Mais comme Isabelle Stengers nous le rappelle dans son livre Au temps des catastrophes, cette relation avec la terre n’a rien de stable, et il ne faut pas se leurrer, notre environnement n’est pas une mère nourricière prête à nous pardonner nos erreurs.
Au contraire, ce n’est pas parce qu’il y a interdépendance qu’il y a amour et harmonie. Ce qui est bien pour l’humain n’est pas toujours bien pour les autres vivants, et le contraire et tout aussi vrai, nous sommes donc en négociation permanente avec ce qui nous entoure.
En ce sens, le basa ahaide est un rééquilibrage et un hommage, mais aussi une assertion et une séduction : il négocie la place de l’homme au sein de la nature.

◆ **Lignes répertoriées**

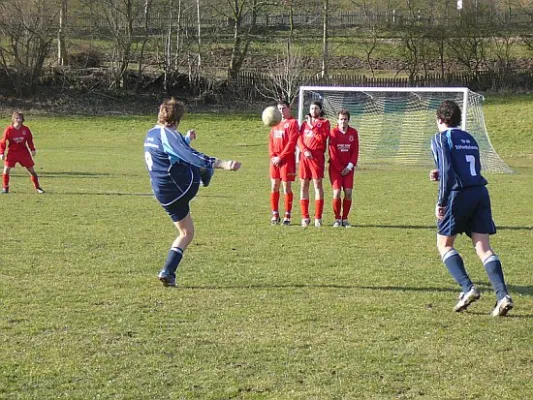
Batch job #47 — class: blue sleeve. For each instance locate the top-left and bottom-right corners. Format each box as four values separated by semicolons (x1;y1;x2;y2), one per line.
161;128;216;168
431;131;455;207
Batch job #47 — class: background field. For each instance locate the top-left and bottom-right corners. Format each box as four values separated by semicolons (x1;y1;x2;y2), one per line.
0;96;533;399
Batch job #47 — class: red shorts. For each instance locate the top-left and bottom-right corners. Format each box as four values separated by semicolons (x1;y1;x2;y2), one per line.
329;165;354;189
270;157;296;182
300;152;325;180
4;151;35;168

◆ **Exercices proposés**
[A] Pouvez-vous transcrire fidèlement le passage de l'extrait sur la relation de l'humain à la terre qui débute par « Mais comme Isabelle » et se poursuit jusqu'à « qui nous entoure. » ?
[B] Pouvez-vous rédiger la suite de l'extrait sur la relation de l'humain à la terre, en reprenant après sa dernière phrase ?
Les lignes n'ont aucun lien avec l'extrait.

◆ **Les réponses**
[A]
Mais comme Isabelle Stengers nous le rappelle dans son livre Au temps des catastrophes, cette relation avec la terre n’a rien de stable, et il ne faut pas se leurrer, notre environnement n’est pas une mère nourricière prête à nous pardonner nos erreurs.
Au contraire, ce n’est pas parce qu’il y a interdépendance qu’il y a amour et harmonie. Ce qui est bien pour l’humain n’est pas toujours bien pour les autres vivants, et le contraire et tout aussi vrai, nous sommes donc en négociation permanente avec ce qui nous entoure.

[B]
L’émotion joue un rôle essentiel dans cette négociation. Comme nous le rappelle Arne Naess dans son livre Écologie, communauté et style de vie, l’émotion n’est pas un superflu qu’il faudrait écarter de tout débat dit « réaliste » ou « sérieux » pour pouvoir prendre des décisions. Au contraire, l’émotion et l’intuition sont la base même de tout positionnement et de toute action politiques. Le chant, ainsi que d’autres pratiques artistiques, n’ont jamais hésité à melanger émotion et politique, et le basa ahaide est en ce sens un vecteur de prise de conscience et de prise de position.

Stengers parle, reprenant Deleuze, d’un devenir-sensible10, processus urgent quand on considère le désastre écologique préparé par l’homme dans son utilisation anthropocentrique de la planète, désastre aujourd’hui capable de nous mener littéralement à la fin du monde.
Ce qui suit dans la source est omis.